LISTED ENTRIES:

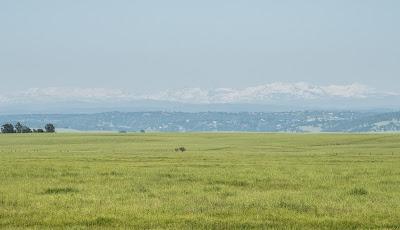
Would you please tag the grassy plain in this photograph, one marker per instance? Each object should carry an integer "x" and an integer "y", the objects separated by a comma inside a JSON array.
[{"x": 222, "y": 181}]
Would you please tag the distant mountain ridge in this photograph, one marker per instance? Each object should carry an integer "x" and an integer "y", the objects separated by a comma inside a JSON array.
[{"x": 300, "y": 121}]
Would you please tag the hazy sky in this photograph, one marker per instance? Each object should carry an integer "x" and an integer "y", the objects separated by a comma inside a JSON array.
[{"x": 153, "y": 45}]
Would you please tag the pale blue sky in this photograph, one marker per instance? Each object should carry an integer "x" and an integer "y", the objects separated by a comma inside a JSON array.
[{"x": 153, "y": 45}]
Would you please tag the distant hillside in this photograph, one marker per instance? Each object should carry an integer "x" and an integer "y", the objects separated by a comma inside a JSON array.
[{"x": 305, "y": 121}]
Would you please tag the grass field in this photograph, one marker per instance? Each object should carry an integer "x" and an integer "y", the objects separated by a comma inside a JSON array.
[{"x": 222, "y": 181}]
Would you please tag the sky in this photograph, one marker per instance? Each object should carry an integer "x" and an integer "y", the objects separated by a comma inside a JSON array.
[{"x": 153, "y": 46}]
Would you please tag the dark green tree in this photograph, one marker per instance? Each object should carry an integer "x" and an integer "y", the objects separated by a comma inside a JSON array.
[
  {"x": 18, "y": 127},
  {"x": 7, "y": 128},
  {"x": 50, "y": 128}
]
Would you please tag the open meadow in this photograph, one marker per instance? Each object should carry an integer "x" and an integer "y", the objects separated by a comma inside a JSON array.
[{"x": 222, "y": 181}]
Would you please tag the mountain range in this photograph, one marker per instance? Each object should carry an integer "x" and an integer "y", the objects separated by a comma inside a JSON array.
[{"x": 297, "y": 121}]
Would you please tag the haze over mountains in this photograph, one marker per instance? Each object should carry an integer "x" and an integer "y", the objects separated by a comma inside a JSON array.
[{"x": 271, "y": 97}]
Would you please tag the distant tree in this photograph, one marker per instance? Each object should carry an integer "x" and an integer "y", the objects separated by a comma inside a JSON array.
[
  {"x": 7, "y": 128},
  {"x": 26, "y": 129},
  {"x": 18, "y": 127},
  {"x": 50, "y": 128}
]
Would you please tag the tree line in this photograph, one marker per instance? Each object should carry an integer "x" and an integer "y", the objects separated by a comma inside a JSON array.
[{"x": 20, "y": 128}]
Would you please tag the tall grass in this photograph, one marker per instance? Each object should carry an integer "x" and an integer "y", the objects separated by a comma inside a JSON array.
[{"x": 222, "y": 181}]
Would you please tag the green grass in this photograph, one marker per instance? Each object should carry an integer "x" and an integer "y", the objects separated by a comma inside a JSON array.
[{"x": 222, "y": 181}]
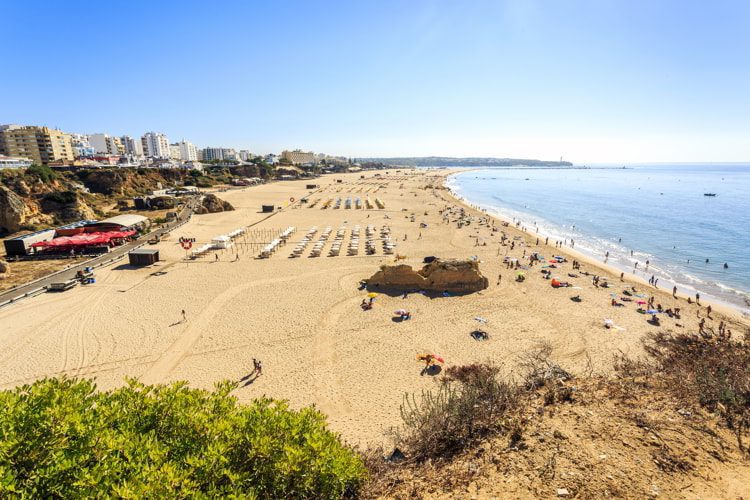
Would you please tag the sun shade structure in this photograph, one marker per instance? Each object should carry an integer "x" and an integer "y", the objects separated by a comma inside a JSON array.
[{"x": 84, "y": 240}]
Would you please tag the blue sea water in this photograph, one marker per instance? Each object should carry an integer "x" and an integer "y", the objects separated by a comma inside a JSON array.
[{"x": 659, "y": 212}]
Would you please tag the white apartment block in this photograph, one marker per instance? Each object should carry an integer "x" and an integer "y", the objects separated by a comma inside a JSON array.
[
  {"x": 188, "y": 151},
  {"x": 155, "y": 145},
  {"x": 106, "y": 144},
  {"x": 133, "y": 147}
]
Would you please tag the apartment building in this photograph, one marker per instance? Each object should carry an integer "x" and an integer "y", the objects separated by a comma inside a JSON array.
[
  {"x": 188, "y": 151},
  {"x": 133, "y": 147},
  {"x": 298, "y": 157},
  {"x": 155, "y": 145},
  {"x": 106, "y": 144}
]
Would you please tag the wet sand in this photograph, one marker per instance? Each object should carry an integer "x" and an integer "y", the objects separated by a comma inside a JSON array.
[{"x": 302, "y": 318}]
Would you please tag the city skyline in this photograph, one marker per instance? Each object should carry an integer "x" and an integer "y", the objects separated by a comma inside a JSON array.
[{"x": 617, "y": 82}]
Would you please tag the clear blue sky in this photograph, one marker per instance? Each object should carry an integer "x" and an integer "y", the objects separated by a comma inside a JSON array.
[{"x": 592, "y": 81}]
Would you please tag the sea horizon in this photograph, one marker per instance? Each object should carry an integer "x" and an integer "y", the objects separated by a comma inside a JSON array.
[{"x": 615, "y": 218}]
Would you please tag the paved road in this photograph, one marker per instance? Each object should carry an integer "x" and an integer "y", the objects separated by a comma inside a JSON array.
[{"x": 21, "y": 291}]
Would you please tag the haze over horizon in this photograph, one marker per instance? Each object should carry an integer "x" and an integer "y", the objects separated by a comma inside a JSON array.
[{"x": 593, "y": 82}]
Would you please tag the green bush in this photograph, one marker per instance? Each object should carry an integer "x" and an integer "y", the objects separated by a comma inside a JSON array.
[
  {"x": 62, "y": 438},
  {"x": 41, "y": 172},
  {"x": 62, "y": 197},
  {"x": 471, "y": 402}
]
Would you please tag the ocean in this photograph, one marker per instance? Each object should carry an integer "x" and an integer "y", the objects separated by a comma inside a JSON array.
[{"x": 659, "y": 212}]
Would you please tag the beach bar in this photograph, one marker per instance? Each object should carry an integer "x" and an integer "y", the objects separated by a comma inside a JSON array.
[{"x": 143, "y": 257}]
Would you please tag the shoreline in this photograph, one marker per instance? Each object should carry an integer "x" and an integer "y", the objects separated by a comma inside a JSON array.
[
  {"x": 302, "y": 316},
  {"x": 716, "y": 303}
]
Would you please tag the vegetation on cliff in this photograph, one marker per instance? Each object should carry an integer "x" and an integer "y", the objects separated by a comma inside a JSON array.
[{"x": 61, "y": 438}]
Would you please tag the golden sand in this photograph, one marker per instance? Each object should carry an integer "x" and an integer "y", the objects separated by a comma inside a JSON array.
[{"x": 301, "y": 317}]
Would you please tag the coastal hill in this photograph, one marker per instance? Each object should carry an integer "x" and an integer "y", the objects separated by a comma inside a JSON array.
[{"x": 447, "y": 161}]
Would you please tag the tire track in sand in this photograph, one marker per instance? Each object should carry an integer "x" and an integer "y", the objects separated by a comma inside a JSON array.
[{"x": 170, "y": 358}]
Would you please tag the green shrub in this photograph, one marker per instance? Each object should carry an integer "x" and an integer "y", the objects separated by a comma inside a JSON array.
[
  {"x": 62, "y": 438},
  {"x": 472, "y": 402},
  {"x": 711, "y": 371},
  {"x": 41, "y": 172}
]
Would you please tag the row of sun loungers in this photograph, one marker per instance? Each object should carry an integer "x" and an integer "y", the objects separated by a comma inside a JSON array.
[
  {"x": 354, "y": 242},
  {"x": 337, "y": 241},
  {"x": 302, "y": 245},
  {"x": 385, "y": 236},
  {"x": 269, "y": 249},
  {"x": 322, "y": 239}
]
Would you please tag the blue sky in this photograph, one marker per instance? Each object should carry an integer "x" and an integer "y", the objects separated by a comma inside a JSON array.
[{"x": 592, "y": 81}]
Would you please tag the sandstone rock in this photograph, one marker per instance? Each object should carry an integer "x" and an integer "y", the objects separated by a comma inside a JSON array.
[
  {"x": 212, "y": 204},
  {"x": 456, "y": 276}
]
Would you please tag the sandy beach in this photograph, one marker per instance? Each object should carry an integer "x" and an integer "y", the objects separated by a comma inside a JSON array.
[{"x": 301, "y": 316}]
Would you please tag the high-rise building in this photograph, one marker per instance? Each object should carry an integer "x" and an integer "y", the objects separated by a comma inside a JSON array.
[
  {"x": 210, "y": 154},
  {"x": 298, "y": 157},
  {"x": 155, "y": 145},
  {"x": 133, "y": 147},
  {"x": 188, "y": 151},
  {"x": 106, "y": 144},
  {"x": 81, "y": 146},
  {"x": 40, "y": 144}
]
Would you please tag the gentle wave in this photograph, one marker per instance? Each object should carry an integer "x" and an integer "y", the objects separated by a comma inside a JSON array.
[{"x": 668, "y": 273}]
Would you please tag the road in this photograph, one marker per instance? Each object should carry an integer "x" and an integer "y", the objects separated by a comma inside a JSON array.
[{"x": 22, "y": 291}]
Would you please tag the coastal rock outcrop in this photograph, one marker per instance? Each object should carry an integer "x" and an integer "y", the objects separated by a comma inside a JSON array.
[
  {"x": 13, "y": 211},
  {"x": 211, "y": 204},
  {"x": 4, "y": 269},
  {"x": 456, "y": 276}
]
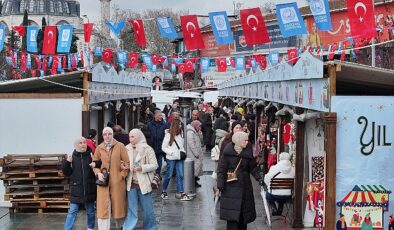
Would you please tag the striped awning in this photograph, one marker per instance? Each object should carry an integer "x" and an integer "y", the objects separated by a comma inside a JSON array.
[{"x": 364, "y": 196}]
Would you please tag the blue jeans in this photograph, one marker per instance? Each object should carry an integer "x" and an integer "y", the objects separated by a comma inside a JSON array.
[
  {"x": 178, "y": 165},
  {"x": 159, "y": 157},
  {"x": 72, "y": 215},
  {"x": 134, "y": 196}
]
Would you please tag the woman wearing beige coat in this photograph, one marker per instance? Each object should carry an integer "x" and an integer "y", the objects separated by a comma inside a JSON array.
[
  {"x": 143, "y": 164},
  {"x": 111, "y": 199}
]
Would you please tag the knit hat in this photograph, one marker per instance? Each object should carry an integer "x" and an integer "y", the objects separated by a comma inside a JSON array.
[
  {"x": 76, "y": 144},
  {"x": 284, "y": 156},
  {"x": 239, "y": 137}
]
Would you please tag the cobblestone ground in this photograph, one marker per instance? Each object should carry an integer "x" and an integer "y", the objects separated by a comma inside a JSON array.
[{"x": 170, "y": 214}]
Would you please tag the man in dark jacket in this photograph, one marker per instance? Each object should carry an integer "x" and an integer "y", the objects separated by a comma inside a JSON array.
[
  {"x": 156, "y": 129},
  {"x": 83, "y": 189}
]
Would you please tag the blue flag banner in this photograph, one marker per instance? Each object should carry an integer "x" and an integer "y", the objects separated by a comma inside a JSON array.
[
  {"x": 116, "y": 27},
  {"x": 204, "y": 63},
  {"x": 240, "y": 63},
  {"x": 221, "y": 28},
  {"x": 274, "y": 57},
  {"x": 98, "y": 51},
  {"x": 64, "y": 40},
  {"x": 166, "y": 28},
  {"x": 290, "y": 20},
  {"x": 321, "y": 12},
  {"x": 2, "y": 36},
  {"x": 147, "y": 60},
  {"x": 31, "y": 39}
]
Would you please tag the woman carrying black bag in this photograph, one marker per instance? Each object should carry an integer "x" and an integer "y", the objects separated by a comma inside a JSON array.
[
  {"x": 173, "y": 147},
  {"x": 235, "y": 166}
]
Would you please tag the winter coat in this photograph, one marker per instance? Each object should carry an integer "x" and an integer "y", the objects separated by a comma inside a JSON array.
[
  {"x": 194, "y": 150},
  {"x": 206, "y": 129},
  {"x": 237, "y": 197},
  {"x": 285, "y": 170},
  {"x": 117, "y": 185},
  {"x": 157, "y": 132},
  {"x": 82, "y": 178},
  {"x": 148, "y": 164},
  {"x": 172, "y": 152}
]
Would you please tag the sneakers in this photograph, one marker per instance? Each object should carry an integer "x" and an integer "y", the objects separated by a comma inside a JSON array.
[
  {"x": 185, "y": 197},
  {"x": 164, "y": 196}
]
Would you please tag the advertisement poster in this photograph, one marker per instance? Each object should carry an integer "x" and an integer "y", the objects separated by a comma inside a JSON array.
[{"x": 365, "y": 172}]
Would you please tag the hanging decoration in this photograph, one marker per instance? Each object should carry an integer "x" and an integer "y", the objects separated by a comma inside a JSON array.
[
  {"x": 221, "y": 28},
  {"x": 290, "y": 20},
  {"x": 191, "y": 33},
  {"x": 254, "y": 27}
]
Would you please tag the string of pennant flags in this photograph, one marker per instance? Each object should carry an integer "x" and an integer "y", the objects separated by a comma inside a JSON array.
[{"x": 57, "y": 39}]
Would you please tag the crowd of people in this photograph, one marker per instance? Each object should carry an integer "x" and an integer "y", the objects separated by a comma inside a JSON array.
[{"x": 119, "y": 174}]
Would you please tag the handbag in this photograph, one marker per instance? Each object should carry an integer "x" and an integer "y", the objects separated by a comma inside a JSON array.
[
  {"x": 105, "y": 172},
  {"x": 153, "y": 179},
  {"x": 232, "y": 175},
  {"x": 182, "y": 154}
]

INSTRUCTIONS FOR THE TASK: Transcribe exactly, starting at the line with "Would you please tag the crowd" and continuing through the last line of the data above; leave out all earlier lines.

EXERCISE OUTPUT:
Would you please tag the crowd of people in this photograph, one marker per instance? Each object should carry an integer "x" and an integer "y", the objects separated by a comma inside a JSON array.
[{"x": 119, "y": 174}]
Would you please tag the handbag in this photograph, one marker per instance? Each object should carry an integer "x" and an integer "y", the objects separated by a comma inside a JSON array.
[
  {"x": 105, "y": 172},
  {"x": 153, "y": 179},
  {"x": 232, "y": 175},
  {"x": 182, "y": 154}
]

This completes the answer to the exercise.